TEXTO DO DOCUMENTO
Não é à toa que Caio trabalha num ferro velho, algo bastante significativo para representar um desgaste tão grande daquelas pessoas. A mãe encontra em Darlene Glória a intérprete perfeita para uma personagem tão perdida e descontrolada, dona de cenas intensas como quando, num mesmo plano-seqüência, rejeita o filho, discute com o ex-marido, briga com a nora e acaba desmaiada no banheiro. Tudo isso seguido pela presente direção de Selton Mello que, embora saiba muito bem o que quer, se excede em alguns momentos de exibicionismo técnico. A seu favor, há uma clara influência do cinema da argentina Lucrecia Martel (principalmente pela família em situação estanque e na tragédia que se configura ao fim) e do clima claustrofóbico da obra de John Cassavetes. Por tudo isso, é um talento por trás das câmeras que merece muita atenção.

PEDIDO DADO 1
Segundo a crítica de cinema acima, onde Caio trabalha?

LINHAS DE ENTRADA
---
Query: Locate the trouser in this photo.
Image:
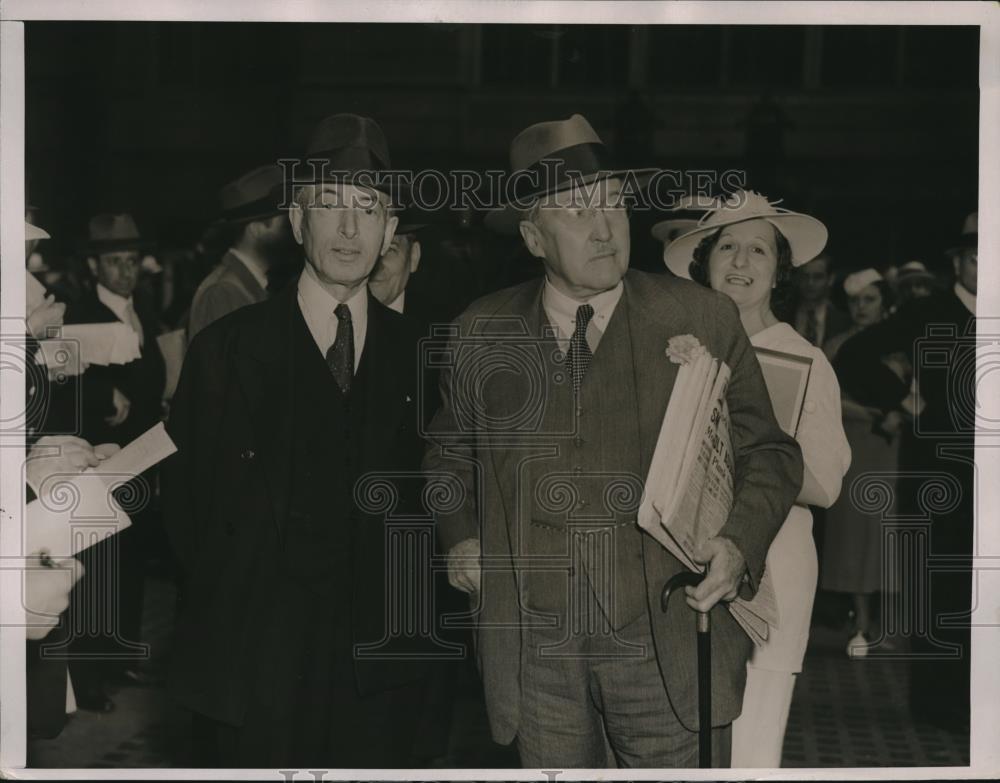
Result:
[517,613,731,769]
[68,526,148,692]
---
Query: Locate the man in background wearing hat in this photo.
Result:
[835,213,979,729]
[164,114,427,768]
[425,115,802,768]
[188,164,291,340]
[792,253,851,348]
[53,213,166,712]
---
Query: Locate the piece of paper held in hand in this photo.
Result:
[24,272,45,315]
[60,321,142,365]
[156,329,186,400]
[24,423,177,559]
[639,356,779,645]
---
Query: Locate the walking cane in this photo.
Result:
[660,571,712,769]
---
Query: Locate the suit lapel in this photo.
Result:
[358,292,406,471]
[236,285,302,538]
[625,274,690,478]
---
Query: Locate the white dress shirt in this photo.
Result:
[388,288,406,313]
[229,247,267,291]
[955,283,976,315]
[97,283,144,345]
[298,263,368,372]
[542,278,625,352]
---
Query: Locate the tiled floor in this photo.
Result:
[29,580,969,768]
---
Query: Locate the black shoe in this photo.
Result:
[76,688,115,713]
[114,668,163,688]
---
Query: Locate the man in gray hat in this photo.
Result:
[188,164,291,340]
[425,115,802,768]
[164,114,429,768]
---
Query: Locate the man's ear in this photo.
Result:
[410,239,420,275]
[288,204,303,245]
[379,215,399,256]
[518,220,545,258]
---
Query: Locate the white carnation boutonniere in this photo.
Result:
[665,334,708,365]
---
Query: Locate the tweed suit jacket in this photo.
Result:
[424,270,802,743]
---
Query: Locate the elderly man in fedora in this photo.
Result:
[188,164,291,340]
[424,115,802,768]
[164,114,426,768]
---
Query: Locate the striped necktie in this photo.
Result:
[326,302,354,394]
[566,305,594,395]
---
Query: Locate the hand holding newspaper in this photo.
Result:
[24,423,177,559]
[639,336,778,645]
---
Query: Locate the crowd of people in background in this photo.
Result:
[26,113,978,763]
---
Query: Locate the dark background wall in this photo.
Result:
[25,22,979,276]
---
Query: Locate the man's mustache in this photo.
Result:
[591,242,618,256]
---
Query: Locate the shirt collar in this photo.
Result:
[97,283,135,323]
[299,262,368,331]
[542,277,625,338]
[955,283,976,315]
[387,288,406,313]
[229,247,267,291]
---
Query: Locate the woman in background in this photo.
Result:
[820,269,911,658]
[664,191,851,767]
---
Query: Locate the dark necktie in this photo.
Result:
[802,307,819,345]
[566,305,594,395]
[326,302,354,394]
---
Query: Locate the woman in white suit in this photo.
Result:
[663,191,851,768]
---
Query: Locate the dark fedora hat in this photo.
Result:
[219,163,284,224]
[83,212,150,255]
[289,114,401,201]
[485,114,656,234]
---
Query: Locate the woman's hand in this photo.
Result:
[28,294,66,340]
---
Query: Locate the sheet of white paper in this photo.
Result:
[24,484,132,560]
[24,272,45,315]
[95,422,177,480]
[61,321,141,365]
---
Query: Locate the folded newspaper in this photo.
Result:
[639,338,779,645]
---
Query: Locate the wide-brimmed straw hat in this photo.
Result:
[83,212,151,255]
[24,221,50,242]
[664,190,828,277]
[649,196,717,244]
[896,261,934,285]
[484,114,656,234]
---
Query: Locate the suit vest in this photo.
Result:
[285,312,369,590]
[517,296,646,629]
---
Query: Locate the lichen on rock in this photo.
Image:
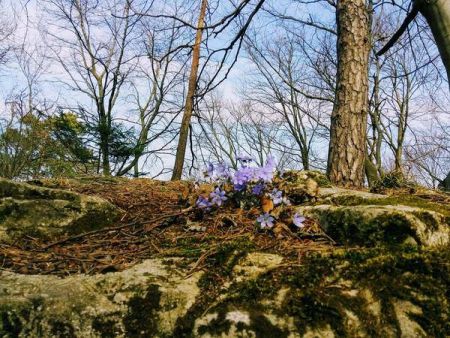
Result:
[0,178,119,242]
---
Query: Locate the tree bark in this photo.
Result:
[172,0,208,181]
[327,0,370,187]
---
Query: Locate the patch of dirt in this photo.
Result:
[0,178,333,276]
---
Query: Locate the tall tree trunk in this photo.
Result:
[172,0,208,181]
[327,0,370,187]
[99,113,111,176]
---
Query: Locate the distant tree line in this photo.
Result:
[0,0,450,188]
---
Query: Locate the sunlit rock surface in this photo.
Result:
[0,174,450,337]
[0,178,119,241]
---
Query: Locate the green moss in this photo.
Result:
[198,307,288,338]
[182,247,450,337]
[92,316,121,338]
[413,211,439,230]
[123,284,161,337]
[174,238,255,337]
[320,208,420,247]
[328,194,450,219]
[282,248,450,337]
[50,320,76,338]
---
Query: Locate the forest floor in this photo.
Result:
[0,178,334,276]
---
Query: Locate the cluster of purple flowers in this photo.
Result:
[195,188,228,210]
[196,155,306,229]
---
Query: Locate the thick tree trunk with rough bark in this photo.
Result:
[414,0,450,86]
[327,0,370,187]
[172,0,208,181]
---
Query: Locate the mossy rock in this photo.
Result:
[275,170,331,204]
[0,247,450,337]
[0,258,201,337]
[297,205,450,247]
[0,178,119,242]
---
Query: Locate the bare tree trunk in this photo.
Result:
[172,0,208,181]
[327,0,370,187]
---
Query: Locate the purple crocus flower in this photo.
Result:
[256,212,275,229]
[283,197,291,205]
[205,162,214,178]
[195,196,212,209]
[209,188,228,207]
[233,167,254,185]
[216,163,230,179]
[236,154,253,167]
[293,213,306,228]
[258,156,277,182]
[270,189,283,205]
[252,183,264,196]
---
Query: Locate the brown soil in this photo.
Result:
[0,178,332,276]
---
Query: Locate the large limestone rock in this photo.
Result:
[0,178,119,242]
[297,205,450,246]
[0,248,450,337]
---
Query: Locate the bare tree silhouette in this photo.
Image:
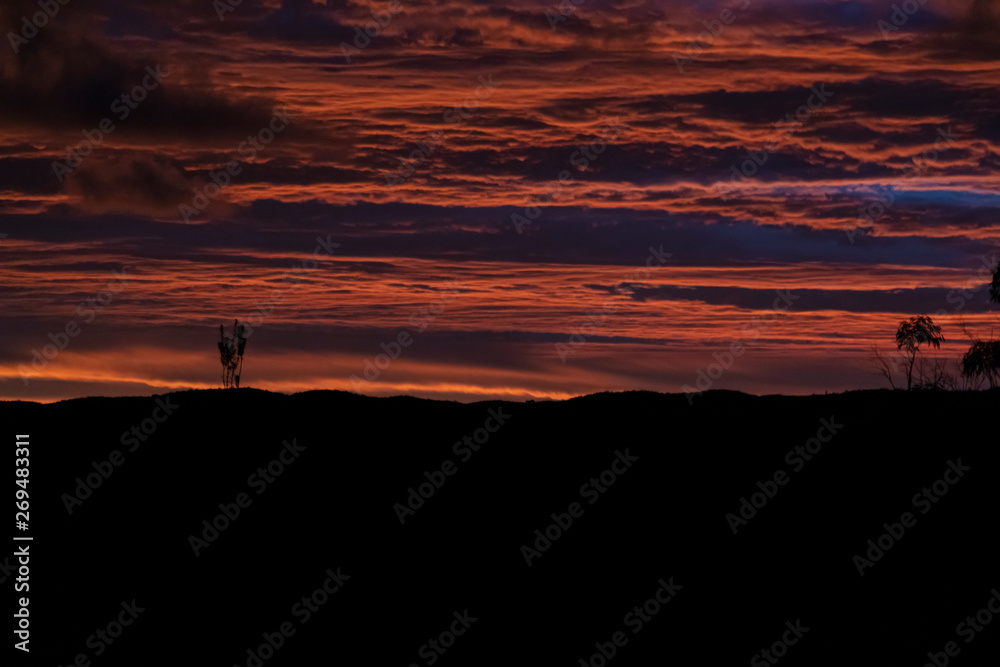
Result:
---
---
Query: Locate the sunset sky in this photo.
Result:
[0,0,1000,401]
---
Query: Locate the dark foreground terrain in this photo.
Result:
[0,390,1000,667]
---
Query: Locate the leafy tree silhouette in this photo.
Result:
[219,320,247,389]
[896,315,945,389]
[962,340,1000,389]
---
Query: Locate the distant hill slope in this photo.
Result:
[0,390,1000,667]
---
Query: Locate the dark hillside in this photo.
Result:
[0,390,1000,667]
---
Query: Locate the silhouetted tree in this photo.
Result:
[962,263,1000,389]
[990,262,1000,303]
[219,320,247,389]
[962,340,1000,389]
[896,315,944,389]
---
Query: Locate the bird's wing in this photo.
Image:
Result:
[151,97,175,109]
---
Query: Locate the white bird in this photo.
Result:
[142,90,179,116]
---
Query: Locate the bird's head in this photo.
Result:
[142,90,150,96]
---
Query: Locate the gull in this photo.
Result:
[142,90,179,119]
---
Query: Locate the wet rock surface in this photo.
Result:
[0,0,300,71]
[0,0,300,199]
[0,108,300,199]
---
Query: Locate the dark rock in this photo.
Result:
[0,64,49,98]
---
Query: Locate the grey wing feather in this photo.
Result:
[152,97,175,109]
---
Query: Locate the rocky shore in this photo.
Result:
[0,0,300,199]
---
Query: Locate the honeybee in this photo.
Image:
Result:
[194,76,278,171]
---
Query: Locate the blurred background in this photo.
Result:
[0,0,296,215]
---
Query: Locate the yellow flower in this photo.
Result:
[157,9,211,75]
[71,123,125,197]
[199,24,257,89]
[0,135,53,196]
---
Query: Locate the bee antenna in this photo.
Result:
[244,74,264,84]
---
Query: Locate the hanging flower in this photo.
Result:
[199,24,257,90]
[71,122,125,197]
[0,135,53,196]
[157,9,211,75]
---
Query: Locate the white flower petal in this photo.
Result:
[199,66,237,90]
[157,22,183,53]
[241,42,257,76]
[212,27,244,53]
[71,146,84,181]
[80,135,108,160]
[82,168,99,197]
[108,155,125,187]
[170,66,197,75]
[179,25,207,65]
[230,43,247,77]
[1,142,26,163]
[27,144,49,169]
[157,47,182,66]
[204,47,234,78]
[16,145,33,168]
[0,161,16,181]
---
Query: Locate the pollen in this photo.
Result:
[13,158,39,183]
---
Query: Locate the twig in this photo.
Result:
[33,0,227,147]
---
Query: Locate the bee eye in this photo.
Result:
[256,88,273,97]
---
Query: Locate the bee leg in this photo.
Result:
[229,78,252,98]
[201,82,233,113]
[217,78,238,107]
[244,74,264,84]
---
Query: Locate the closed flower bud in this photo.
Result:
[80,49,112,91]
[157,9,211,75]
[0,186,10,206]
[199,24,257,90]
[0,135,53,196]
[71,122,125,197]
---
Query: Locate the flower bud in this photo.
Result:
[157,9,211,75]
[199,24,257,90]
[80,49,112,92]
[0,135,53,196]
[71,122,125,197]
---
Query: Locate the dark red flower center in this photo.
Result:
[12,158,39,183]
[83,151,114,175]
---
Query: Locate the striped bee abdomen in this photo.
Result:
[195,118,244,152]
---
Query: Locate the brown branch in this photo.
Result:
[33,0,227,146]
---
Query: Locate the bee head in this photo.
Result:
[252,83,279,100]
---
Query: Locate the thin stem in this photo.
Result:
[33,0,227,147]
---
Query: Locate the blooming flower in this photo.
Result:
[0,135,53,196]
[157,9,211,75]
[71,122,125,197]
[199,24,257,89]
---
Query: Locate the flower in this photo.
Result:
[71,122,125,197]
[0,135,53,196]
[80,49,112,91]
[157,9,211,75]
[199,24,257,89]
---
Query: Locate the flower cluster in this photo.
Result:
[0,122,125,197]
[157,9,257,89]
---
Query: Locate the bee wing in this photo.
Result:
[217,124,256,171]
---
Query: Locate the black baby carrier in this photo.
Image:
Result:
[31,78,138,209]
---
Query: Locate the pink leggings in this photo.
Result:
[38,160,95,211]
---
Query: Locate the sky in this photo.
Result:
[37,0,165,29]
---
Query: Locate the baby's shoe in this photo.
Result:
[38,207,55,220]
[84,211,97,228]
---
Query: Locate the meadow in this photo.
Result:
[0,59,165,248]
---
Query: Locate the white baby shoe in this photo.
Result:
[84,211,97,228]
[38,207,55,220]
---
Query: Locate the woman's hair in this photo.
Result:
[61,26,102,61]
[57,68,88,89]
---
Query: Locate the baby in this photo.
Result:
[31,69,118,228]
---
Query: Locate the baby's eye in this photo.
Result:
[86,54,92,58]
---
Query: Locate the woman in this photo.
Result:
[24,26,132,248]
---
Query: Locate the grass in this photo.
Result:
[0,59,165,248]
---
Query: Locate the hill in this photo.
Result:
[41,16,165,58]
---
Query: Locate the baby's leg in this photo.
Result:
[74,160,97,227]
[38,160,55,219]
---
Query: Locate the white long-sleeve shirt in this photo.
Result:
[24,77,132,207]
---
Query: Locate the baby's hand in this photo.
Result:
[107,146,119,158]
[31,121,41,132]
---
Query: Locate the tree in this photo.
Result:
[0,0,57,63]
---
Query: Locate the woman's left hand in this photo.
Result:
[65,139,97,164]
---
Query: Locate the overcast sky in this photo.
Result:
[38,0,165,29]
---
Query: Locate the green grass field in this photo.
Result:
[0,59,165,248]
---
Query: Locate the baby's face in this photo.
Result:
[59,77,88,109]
...
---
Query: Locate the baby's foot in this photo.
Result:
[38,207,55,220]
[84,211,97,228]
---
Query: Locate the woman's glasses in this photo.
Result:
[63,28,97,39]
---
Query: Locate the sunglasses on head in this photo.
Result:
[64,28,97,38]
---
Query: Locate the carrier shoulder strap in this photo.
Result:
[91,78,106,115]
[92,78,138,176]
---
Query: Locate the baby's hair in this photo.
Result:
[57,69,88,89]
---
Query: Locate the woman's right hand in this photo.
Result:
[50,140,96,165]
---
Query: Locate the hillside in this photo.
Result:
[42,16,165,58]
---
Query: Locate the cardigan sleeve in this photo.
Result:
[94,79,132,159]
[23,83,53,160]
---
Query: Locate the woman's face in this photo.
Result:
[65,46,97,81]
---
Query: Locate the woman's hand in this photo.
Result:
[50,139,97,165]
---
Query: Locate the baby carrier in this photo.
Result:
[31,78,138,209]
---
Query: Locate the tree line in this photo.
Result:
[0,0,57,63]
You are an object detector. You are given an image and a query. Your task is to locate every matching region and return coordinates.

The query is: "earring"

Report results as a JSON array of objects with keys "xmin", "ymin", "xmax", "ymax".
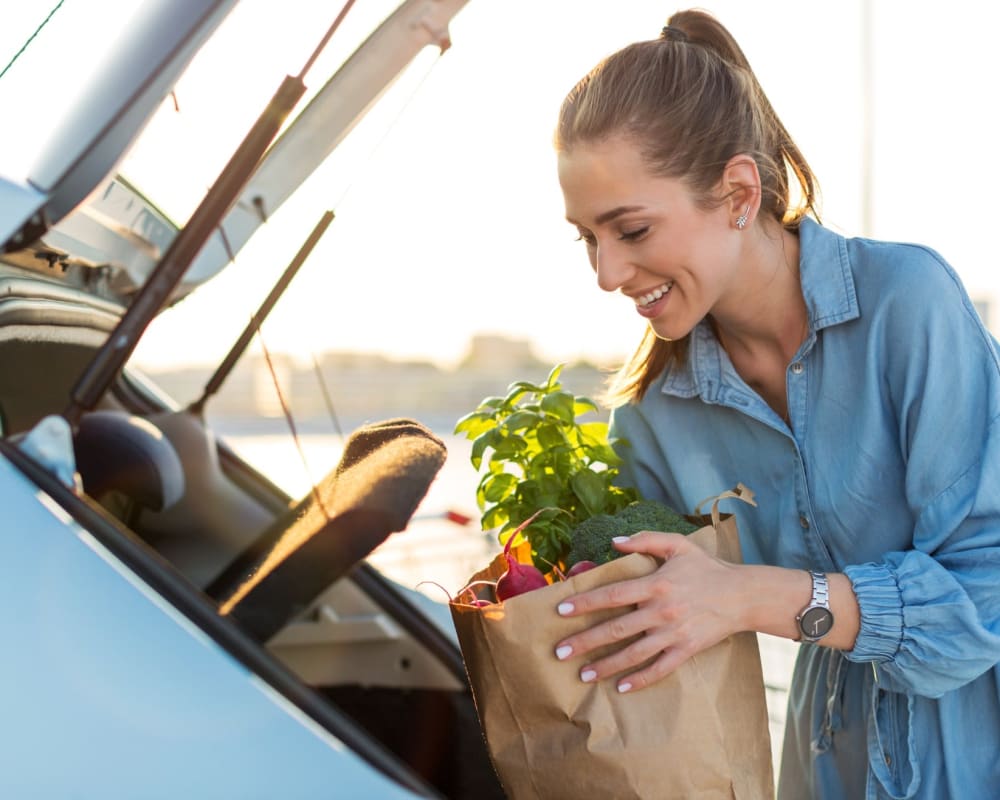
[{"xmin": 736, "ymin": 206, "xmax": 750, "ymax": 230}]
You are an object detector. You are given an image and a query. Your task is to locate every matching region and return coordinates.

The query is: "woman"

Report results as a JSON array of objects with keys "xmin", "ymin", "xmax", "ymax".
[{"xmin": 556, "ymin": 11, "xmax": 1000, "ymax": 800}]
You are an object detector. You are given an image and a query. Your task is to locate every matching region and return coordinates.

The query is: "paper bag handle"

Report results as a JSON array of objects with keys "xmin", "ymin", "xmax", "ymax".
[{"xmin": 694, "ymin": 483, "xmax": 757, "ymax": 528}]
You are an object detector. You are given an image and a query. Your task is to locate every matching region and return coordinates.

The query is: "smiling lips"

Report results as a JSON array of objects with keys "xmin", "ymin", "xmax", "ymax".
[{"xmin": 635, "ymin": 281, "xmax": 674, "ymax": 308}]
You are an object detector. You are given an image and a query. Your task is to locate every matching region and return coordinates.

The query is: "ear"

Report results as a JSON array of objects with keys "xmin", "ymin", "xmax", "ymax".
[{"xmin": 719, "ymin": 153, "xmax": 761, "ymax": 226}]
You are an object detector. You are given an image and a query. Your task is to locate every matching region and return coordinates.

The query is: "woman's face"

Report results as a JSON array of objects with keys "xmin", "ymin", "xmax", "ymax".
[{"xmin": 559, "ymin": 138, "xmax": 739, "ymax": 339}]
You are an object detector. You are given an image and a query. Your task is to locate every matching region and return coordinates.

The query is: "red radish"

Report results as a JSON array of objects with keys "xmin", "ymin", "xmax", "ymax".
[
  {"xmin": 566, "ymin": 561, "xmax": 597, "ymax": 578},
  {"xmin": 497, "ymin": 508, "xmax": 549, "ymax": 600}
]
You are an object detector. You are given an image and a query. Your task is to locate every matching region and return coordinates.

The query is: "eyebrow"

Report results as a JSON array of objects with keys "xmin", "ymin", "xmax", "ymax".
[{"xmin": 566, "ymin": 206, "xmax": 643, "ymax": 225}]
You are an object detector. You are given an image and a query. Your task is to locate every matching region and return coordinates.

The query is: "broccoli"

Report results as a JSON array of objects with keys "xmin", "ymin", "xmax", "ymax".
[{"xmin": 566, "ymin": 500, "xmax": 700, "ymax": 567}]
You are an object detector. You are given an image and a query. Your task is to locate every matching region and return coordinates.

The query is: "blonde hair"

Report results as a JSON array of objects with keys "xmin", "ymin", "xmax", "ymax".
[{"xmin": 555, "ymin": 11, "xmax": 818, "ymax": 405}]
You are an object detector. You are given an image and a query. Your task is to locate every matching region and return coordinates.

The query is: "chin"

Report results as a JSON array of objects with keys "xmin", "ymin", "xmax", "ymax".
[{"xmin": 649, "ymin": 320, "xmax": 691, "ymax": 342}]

PEDIDO DADO 2
Identifique, entre as linhas acima, todas as que contêm a palavra "grass" e copie cada uma delas.

RESPOSTA 1
Num ferro velho.

RESPOSTA 2
Query: Locate the grass in this photo.
Query: Locate the green grass field in this photo.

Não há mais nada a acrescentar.